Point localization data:
..............................

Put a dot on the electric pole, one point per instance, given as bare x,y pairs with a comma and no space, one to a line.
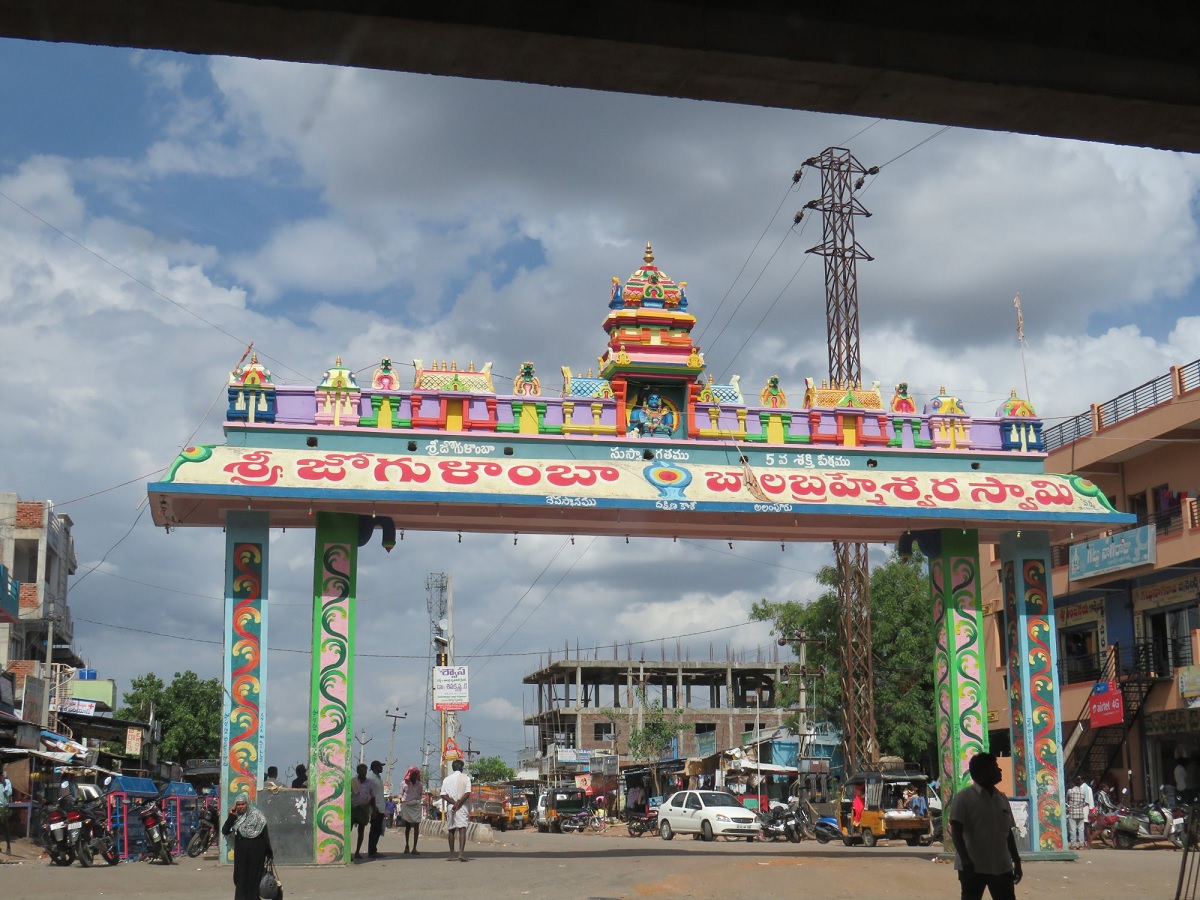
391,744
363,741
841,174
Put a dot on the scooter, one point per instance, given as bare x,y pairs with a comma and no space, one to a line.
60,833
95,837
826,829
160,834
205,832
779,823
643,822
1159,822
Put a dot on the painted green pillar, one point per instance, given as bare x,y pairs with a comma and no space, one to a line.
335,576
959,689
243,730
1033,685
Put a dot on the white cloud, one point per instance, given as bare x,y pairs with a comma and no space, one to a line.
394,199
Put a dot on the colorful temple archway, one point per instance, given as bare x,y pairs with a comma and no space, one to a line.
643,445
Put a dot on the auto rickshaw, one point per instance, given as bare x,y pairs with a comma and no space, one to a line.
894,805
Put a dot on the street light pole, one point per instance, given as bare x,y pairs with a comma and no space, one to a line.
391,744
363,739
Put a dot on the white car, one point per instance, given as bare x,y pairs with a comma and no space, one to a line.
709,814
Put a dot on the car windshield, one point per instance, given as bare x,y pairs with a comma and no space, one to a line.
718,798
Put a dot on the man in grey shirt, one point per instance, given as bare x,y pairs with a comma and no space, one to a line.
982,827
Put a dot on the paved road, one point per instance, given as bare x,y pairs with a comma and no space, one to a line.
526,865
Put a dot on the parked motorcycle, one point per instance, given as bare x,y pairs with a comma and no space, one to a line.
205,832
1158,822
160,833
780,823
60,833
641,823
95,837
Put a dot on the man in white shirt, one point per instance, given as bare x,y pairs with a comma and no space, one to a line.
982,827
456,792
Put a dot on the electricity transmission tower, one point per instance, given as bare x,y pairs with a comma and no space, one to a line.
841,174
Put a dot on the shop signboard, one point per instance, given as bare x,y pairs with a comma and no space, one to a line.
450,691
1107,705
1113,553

..............................

> **Exercise objective**: Word for word, restate all of the records. Exclude the pictures.

> **Answer box**:
Put a dot on the electric pole, one point per instance, given as bare x,y pairs with a comma and no space, one to a line.
391,744
363,741
841,174
Put a dot on the scooter, one point per instance, given as bare x,y pairs with a comma and no space, one to a line.
60,833
95,837
826,829
160,834
205,832
779,823
643,822
1159,822
Put a dot on the painted green pillar, one point per instance, given as bare x,y pairs with a comma and no space, one to a line.
335,576
959,689
243,730
1033,685
Put a dot on the white cloud, one point per instance, given as bare x,y pairs with a comma and no space, one to a line.
394,199
Put a dot on the colorful temple archway, one point per instance, given as bare x,y pairs with a comma and no space, one to a line.
643,445
Put a dot on the auto rickshaw, one point per instance, given as bare x,y pairs with a comma and no space, one to a line.
894,805
Put a dot on the street light pole, one point per instance, given as bare x,y pairs with a comma and no space, one to a line.
391,744
363,739
Put a dot on the white car, one point per instance, given as bare x,y pairs with a comma and no space, one to a line.
709,814
Put a dot on the car windshield, one point per instance, given as bare x,y pairs with a comma and no space, one to a line.
718,798
Put a dot on the man in grey shirt, one point per instance, given as bare x,y pairs with a comma and no space, one to a line.
982,827
Put a dot on the paved road, one point per instance, given as bare x,y pairs with a comma and no space, one to a line.
526,865
Put a dot on the parked motorcycle, one point per instance, given as bare x,y pairs with a comma and no space, one to a line.
205,832
1158,822
160,833
780,823
60,833
641,823
95,837
Put a dot on the man in white shirt, one point per instance, given as bare x,y pairs with a comma and no space, one to a line.
982,827
456,792
Put a dot on the electricity transmission tower, one point per instance, given as bare x,y pairs with a comma and no space, one to a line.
841,174
Put a dot on the shop signboard, one point per instance, given as bare x,y pairs with a comma and no space, one to a line.
450,691
1107,705
1113,553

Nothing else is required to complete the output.